begin Exercise input
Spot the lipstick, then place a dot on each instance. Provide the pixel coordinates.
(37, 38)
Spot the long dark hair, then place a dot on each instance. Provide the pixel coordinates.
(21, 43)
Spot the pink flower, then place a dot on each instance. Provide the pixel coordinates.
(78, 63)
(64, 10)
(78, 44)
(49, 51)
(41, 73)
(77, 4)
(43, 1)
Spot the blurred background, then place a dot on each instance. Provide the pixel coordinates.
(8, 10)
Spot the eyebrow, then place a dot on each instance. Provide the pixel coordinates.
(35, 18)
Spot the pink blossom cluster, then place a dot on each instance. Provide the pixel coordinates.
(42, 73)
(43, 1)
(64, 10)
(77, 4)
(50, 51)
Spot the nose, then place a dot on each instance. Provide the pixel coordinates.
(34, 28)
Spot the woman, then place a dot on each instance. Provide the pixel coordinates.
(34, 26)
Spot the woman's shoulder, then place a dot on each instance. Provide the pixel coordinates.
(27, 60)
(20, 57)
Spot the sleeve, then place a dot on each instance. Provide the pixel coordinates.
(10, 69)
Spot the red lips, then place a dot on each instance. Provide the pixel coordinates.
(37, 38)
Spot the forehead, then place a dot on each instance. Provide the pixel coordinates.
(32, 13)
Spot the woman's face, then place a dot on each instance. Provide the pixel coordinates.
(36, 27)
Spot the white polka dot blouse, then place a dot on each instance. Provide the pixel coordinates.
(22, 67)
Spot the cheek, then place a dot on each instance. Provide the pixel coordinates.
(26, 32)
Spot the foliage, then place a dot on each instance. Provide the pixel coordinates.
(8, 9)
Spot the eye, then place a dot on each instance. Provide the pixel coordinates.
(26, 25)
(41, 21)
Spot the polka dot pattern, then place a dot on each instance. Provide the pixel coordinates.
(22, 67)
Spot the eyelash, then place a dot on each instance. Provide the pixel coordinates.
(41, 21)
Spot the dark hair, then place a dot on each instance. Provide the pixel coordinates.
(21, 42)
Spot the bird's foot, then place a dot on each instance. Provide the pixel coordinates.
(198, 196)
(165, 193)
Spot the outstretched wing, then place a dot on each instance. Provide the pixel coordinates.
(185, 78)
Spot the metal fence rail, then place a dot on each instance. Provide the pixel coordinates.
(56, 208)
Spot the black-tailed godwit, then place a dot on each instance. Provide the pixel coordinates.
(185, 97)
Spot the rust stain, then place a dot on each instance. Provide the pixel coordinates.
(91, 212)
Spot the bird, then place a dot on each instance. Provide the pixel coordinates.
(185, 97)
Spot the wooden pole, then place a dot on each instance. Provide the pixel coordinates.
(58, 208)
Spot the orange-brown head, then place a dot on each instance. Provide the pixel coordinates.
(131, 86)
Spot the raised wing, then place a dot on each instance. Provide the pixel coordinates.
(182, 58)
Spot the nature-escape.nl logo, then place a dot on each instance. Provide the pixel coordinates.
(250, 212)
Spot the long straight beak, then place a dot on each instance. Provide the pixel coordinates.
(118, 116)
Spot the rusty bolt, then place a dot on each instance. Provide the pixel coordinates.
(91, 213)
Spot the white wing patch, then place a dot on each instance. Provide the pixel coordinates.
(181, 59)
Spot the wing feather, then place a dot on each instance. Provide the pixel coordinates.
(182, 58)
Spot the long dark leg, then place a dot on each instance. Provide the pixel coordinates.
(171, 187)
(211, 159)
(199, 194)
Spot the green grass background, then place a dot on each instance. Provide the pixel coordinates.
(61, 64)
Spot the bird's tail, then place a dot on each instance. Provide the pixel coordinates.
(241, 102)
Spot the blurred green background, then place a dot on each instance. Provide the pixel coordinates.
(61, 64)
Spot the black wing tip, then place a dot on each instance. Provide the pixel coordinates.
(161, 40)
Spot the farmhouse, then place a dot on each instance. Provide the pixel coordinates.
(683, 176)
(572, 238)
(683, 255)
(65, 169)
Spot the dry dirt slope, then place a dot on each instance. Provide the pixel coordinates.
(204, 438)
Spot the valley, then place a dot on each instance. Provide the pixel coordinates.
end Exercise input
§ Stated task:
Output all preceding records character for character.

§ Output below:
Spot the lipstick, then place a dot on each instance. Provide the pixel coordinates.
(37, 38)
Spot the long dark hair, then place a dot on each instance. Provide the pixel coordinates.
(21, 43)
Spot the pink flower, then place a dot on each instance. Provide the pixel coordinates.
(78, 63)
(64, 10)
(78, 44)
(49, 51)
(41, 73)
(77, 4)
(43, 1)
Spot the blurred background, then place a dot on each instance. Provide the pixel coordinates.
(8, 10)
Spot the eyebrow, then place a dot on each instance. Provide the pixel coordinates.
(35, 18)
Spot the pink blossom cluster, then place a dot on each instance. Provide the pixel coordinates.
(42, 73)
(43, 1)
(64, 10)
(77, 4)
(50, 51)
Spot the nose, then place a dot on each instance. Provide the pixel coordinates.
(34, 28)
Spot the woman, then place a dot on each instance. Provide the pixel coordinates.
(34, 26)
Spot the woman's shoulder, then place a dot on each instance. Provide the pixel coordinates.
(27, 60)
(20, 57)
Spot the sleeve, then place a dot on each instance. Provide the pixel coordinates.
(10, 69)
Spot the red lips, then place a dot on each instance. Provide the pixel coordinates.
(37, 38)
Spot the forehead, then place a dot on each instance. Provide the pixel coordinates.
(32, 13)
Spot the woman's face, then place a dot on each instance. Provide the pixel coordinates.
(36, 27)
Spot the white polka dot blouse, then place a dot on each instance. Provide the pixel coordinates.
(22, 67)
Spot the cheek, then place a dot on each instance. Provide the pixel coordinates.
(26, 32)
Spot the foliage, then place a dot on each instance. Provide the pixel coordinates.
(8, 9)
Spot the eye, then place a dot on each instance. Provide the pixel coordinates.
(26, 25)
(41, 21)
Spot the polka dot pattern, then place a dot on each instance. Provide the pixel coordinates.
(22, 67)
Spot the eyelash, then place a dot on each instance. Provide the pixel coordinates.
(41, 21)
Spot the dark hair, then place a dot on each instance. Provide the pixel coordinates.
(21, 42)
Spot the bird's foot, then place a dot on each instance. Provide the pixel coordinates.
(198, 196)
(165, 193)
Spot the outstretched wing, then place a dot on each instance. Provide the pixel coordinates.
(185, 78)
Spot the metal fence rail, then place a dot on each instance. Provide the pixel coordinates.
(56, 208)
Spot the black-tailed godwit, then place a dot on each instance. Provide the pixel coordinates.
(185, 97)
Spot the rust stain, then place a dot on each instance. Provide the pixel coordinates.
(91, 212)
Spot the bird, then place a dot on each instance. Provide the pixel coordinates.
(185, 97)
Spot the wooden pole, then place a dot on each instance. Provide the pixel coordinates.
(58, 208)
Spot the orange-brown head, then place a dot on each instance. Provide the pixel coordinates.
(131, 86)
Spot the raised wing, then place a dot on each instance. Provide the pixel coordinates.
(182, 58)
Spot the nature-escape.nl logo, then place a dot on each instance. Provide the pixel coordinates.
(250, 212)
Spot the long straight beak, then place a dot on each instance. Provide the pixel coordinates.
(118, 116)
Spot the rusty bolt, then place a dot on each instance. Provide the pixel coordinates.
(91, 213)
Spot the white wing patch, then place a dot on each instance. Provide the pixel coordinates.
(181, 59)
Spot the wing feather, then place a dot on each instance. Provide the pixel coordinates.
(182, 58)
Spot the long dark leg, then place a dot on each instance. Provide the pixel coordinates.
(171, 187)
(211, 159)
(199, 194)
Spot the green grass background, then place a dot on each instance. Provide the pixel coordinates.
(61, 64)
Spot the bird's tail, then place a dot on each instance. Provide the pixel coordinates.
(241, 102)
Spot the blurred green background, then place a dot on each instance. Provide the pixel coordinates.
(61, 64)
Spot the black wing tip, then place a dot on each instance. Provide the pixel coordinates.
(161, 40)
Spot the farmhouse, then place a dot on each instance. Provide the pixel coordinates.
(683, 176)
(572, 238)
(683, 255)
(65, 169)
Spot the dry dirt slope, then place a dot on each instance. Provide the pixel coordinates.
(204, 438)
Spot the valley, then place a dot on each instance. Provide the pixel coordinates.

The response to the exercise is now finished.